Begin Text section

For the credential side — how to wire user-OAuth, service-account OAuth, and static-bearer auth onto web_get tools without leaking secrets into the prompt — see Connector authentication patterns.

When web_get isn't enough (multi-step auth flows, response pagination, side effects you don't want to encode in a description), write a lambda tool or expose your service through MCP.

To attach any tool to an agent in the console:

  1. Open the agent.
  2. Select the Settings tab.
  3. Click the Edit button.
  4. Navigate to step 3 Abilities, click + Add tools.
  5. Switch to the All tools tab, search by name, and click Add. Pre-built integrations for specific systems (such as Wolken, Jira, and Slack) display in that tab once they are registered in your account.

Connectors

A connector is a venue. It is the inverse of a tool: instead of the agent reaching out, a third-party surface delivers an event to the agent and the agent responds back through the same channel. A connector owns its webhook, its credentials, and the translation between the venue's message shape and an agent session.

The only connector type supported today is Slack. A Slack connector binds an agent to a Slack app and signing secret, exposes a webhook path under /v2/agents/{agent_key}/connectors/{connector_id}/input, and turns threads in your workspace into agent sessions. We add new connector types as customers ask for them, so if you need Teams, Discord, or a custom surface, tell us. For the configuration shape, see the agent connectors section of the API reference.

Where permissions live

Vectara supports two distinct patterns for agent access to enterprise data: indexing data into a corpus, or reaching an external system through a tool. These patterns serve different use cases and are not interchangeable. The right choice depends on whether the data should be optimized for retrieval inside Vectara, or whether the source system should remain the live point of access-control enforcement.

Data sources index data into a corpus. When data is ingested, Vectara stores and retrieves the indexed content from the corpus. The source system’s permissions do not automatically travel with each record. Vectara enforces corpus-level RBAC, which controls who can query the corpus, but it does not natively inherit per-document ACLs from the source system. To preserve user-specific access boundaries, replicate the source system’s access metadata onto each document at index time, then apply a metadata_filter on every query based on the user’s verified attributes. See attribute-based access control. You are also responsible for keeping that metadata synchronized when permissions change in the source system.

Tools access external systems at request time. When an agent calls a tool that reaches an external system, the data remains in the system of record. If the tool runs under the user’s own credentials, the upstream system enforces its permissions on each request. In this model, the user’s access travels with the request because the request is evaluated by the source system at runtime. See connector authentication patterns.

Choose the pattern based on the data’s permission model, freshness requirements, and retrieval needs. Use a data source when you want fast, grounded RAG over indexed content and can maintain the required access metadata in the corpus. Use a tool when permissions are volatile, highly audited, compliance-sensitive, or best enforced directly by the source system. This lets agents retrieve from external systems without accumulating duplicate copies of enterprise data, while still supporting full ingestion when indexed retrieval is the better fit.

End Text section
Begin Data

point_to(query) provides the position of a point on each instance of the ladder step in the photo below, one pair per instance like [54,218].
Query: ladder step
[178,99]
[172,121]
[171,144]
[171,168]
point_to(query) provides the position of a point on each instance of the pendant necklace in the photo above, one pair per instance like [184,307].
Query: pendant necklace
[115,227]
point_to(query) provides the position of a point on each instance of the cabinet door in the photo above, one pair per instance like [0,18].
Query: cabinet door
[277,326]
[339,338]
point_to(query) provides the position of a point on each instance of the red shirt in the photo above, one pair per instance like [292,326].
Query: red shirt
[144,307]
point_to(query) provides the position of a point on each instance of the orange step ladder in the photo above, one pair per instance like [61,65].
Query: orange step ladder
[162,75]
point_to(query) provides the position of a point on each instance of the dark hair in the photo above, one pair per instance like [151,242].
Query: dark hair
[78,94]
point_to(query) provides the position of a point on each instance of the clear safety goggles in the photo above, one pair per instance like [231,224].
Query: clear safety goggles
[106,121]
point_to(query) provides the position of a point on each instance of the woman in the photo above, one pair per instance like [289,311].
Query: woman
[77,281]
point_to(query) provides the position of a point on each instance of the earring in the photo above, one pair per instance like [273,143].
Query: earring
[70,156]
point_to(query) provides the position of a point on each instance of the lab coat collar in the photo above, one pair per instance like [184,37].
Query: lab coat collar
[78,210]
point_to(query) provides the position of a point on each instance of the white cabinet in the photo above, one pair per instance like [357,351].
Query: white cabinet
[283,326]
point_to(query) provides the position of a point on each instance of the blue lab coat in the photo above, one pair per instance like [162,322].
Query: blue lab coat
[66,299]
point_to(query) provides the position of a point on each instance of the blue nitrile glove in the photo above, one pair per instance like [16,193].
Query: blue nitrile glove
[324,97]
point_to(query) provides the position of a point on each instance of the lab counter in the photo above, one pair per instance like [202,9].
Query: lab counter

End Data

__Task details__: Please translate this sentence from the agent tools and connectors text into Spanish: "Tools access external systems at request time."

__The response__: Las herramientas acceden a sistemas externos en el momento de la solicitud.